* **What is asked**: Report every line of the rows below that contains the word "shrub", treating uppercase and lowercase letters as different.

<<<<

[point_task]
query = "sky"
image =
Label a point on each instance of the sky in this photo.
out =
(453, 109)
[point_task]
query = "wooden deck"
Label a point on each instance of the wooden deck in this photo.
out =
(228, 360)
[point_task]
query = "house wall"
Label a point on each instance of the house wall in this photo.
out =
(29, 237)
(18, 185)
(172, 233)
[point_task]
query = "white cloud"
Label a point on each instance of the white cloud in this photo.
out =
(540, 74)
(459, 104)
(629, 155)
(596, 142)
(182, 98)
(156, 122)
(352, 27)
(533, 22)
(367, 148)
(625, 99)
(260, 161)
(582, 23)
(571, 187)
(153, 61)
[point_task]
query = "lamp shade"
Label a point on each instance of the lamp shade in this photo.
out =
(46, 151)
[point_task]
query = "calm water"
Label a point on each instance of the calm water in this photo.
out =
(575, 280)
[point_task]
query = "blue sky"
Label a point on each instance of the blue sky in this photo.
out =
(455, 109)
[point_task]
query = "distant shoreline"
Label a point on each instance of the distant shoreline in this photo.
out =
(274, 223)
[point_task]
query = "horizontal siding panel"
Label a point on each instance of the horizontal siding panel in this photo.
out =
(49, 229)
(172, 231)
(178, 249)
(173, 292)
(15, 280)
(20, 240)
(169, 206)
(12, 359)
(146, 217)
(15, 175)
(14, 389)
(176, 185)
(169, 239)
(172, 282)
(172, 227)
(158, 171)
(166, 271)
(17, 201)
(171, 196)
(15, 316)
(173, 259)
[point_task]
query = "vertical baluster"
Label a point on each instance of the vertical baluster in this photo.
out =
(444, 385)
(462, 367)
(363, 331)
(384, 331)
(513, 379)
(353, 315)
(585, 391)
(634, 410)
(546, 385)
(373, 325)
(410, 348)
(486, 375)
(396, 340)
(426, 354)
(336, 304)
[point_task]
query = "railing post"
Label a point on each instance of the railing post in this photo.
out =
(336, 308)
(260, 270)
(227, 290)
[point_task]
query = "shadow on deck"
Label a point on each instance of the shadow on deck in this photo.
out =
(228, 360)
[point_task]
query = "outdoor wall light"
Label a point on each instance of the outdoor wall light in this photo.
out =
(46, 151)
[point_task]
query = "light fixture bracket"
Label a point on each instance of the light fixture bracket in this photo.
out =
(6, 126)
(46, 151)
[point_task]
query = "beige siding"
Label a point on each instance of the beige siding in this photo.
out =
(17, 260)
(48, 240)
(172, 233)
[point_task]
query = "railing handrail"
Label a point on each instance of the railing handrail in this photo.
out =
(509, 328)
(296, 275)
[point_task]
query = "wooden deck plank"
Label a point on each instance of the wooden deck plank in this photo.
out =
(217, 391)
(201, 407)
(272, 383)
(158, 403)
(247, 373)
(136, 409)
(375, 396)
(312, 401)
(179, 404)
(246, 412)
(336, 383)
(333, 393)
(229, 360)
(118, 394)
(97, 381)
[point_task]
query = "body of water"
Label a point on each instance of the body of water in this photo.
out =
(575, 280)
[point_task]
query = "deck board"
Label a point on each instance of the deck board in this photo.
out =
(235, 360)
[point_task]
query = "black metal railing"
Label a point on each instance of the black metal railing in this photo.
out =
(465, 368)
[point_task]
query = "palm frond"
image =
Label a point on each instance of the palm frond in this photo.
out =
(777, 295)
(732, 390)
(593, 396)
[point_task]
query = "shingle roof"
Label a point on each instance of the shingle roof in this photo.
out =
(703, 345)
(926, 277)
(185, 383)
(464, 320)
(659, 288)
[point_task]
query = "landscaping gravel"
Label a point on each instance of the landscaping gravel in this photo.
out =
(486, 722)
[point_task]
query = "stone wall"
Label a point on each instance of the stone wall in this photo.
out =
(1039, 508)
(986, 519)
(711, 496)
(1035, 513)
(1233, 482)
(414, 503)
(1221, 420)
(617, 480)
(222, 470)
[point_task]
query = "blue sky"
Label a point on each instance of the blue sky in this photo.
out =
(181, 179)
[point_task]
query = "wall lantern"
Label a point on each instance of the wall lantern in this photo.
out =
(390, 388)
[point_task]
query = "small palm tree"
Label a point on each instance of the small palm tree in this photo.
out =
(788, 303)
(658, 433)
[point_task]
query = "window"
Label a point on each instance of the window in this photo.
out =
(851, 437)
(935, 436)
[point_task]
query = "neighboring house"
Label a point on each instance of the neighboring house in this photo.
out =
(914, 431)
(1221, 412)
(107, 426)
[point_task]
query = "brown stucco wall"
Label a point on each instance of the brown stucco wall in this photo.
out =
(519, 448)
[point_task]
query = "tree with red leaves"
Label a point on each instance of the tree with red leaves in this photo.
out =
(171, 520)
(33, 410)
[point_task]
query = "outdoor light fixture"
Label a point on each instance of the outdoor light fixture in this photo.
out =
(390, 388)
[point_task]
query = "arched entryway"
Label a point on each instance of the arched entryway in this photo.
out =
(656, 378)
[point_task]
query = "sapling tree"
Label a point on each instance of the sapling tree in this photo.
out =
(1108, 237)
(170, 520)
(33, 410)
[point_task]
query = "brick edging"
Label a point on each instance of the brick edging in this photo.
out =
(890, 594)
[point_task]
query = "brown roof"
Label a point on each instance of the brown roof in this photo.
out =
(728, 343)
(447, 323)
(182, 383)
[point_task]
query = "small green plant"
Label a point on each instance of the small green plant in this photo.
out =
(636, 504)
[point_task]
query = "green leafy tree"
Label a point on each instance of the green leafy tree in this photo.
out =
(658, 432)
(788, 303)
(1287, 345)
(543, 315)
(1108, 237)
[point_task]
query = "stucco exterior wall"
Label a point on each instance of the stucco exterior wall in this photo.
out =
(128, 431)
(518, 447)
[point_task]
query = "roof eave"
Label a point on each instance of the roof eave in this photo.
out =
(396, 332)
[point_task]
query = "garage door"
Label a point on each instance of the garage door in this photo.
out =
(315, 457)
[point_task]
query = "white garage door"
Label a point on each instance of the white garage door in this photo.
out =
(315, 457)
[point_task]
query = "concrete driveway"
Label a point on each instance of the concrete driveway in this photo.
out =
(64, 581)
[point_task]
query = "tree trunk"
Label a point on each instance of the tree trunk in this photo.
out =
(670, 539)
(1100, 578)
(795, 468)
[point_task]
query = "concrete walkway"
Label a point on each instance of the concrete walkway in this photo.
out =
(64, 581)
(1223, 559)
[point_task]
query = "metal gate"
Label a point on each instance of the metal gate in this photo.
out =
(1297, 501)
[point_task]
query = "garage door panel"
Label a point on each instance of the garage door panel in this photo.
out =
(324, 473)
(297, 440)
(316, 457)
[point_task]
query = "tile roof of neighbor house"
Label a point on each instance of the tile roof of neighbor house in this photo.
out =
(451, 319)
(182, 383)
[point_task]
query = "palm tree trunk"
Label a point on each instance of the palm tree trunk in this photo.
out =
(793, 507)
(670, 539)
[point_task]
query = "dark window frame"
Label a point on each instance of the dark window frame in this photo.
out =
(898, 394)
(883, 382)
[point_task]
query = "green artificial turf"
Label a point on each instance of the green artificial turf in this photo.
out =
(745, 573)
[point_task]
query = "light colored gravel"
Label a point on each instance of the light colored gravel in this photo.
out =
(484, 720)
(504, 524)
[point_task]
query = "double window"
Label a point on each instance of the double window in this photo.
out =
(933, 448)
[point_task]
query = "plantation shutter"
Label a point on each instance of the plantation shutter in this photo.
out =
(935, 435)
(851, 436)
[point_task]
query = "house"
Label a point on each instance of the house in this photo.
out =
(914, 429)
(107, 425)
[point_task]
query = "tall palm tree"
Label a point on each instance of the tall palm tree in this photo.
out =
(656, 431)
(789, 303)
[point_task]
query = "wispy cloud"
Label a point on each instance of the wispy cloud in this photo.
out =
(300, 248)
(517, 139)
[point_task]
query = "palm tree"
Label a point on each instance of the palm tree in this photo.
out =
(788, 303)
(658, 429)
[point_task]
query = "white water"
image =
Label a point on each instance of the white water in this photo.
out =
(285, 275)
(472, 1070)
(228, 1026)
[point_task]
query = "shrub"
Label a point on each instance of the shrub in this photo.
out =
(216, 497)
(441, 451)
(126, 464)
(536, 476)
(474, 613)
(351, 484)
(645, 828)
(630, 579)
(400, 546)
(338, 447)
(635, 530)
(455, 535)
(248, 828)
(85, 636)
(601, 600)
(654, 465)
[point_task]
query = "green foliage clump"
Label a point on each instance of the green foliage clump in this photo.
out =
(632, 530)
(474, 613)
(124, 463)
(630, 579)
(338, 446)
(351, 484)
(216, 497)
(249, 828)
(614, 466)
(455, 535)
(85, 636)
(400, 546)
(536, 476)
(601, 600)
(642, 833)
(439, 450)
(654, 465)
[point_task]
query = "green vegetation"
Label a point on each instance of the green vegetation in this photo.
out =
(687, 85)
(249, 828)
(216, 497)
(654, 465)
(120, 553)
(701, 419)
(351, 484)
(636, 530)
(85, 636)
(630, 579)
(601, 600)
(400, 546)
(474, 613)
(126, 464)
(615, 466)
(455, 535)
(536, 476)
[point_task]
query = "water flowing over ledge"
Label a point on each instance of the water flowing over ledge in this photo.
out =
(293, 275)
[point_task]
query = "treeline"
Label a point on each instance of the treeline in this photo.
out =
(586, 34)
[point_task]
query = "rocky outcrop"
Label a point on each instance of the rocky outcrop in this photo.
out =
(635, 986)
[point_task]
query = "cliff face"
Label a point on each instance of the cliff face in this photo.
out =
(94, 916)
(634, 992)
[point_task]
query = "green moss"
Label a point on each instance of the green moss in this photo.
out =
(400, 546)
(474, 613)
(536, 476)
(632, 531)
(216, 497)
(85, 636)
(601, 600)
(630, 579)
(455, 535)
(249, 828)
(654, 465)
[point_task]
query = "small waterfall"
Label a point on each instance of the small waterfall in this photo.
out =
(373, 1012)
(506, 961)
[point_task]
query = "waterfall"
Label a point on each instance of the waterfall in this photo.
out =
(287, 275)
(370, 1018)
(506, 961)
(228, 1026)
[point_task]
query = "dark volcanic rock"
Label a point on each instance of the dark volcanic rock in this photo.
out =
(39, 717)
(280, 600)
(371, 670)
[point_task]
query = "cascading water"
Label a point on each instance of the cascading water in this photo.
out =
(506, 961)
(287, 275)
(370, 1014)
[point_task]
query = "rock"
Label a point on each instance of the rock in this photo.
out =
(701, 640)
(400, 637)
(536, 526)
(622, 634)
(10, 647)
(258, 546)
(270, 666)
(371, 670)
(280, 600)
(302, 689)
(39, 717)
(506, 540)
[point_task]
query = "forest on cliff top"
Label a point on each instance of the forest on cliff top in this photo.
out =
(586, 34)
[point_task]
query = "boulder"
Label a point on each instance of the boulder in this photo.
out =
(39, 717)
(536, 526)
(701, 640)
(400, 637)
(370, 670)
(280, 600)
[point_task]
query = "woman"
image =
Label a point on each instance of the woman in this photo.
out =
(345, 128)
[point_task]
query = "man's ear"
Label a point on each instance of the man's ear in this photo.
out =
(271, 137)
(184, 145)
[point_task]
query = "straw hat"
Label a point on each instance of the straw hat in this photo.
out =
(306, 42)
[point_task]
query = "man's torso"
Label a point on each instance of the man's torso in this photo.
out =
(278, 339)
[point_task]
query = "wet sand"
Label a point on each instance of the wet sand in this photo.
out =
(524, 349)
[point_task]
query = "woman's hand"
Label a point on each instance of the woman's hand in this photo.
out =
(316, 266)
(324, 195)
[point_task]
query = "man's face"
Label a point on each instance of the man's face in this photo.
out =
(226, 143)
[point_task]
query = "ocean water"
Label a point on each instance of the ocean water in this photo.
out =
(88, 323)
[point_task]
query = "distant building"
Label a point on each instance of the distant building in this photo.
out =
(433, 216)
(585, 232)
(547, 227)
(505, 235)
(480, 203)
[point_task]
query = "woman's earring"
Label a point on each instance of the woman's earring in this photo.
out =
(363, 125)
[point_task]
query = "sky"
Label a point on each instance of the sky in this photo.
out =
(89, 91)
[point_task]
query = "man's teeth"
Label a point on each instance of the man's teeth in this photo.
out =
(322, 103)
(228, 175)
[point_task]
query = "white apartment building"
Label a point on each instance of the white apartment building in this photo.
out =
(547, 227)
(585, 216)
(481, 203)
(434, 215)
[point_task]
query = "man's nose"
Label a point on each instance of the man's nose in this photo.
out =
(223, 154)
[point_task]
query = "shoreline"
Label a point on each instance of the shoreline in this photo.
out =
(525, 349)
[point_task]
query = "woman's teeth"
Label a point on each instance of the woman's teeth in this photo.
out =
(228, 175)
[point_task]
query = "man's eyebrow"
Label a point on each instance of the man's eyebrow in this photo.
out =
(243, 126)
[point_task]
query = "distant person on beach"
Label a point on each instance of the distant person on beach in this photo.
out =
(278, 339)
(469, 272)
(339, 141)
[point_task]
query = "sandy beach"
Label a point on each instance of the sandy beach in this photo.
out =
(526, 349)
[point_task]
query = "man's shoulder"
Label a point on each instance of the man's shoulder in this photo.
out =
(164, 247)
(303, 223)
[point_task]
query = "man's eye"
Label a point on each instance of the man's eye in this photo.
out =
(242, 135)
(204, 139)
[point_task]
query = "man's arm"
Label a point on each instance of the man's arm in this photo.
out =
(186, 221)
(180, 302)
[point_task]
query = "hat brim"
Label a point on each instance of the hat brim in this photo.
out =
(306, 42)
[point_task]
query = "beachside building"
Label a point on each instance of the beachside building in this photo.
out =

>>>>

* **Task answer**:
query = "shrub"
Label a point on each instance of the shrub in this photo.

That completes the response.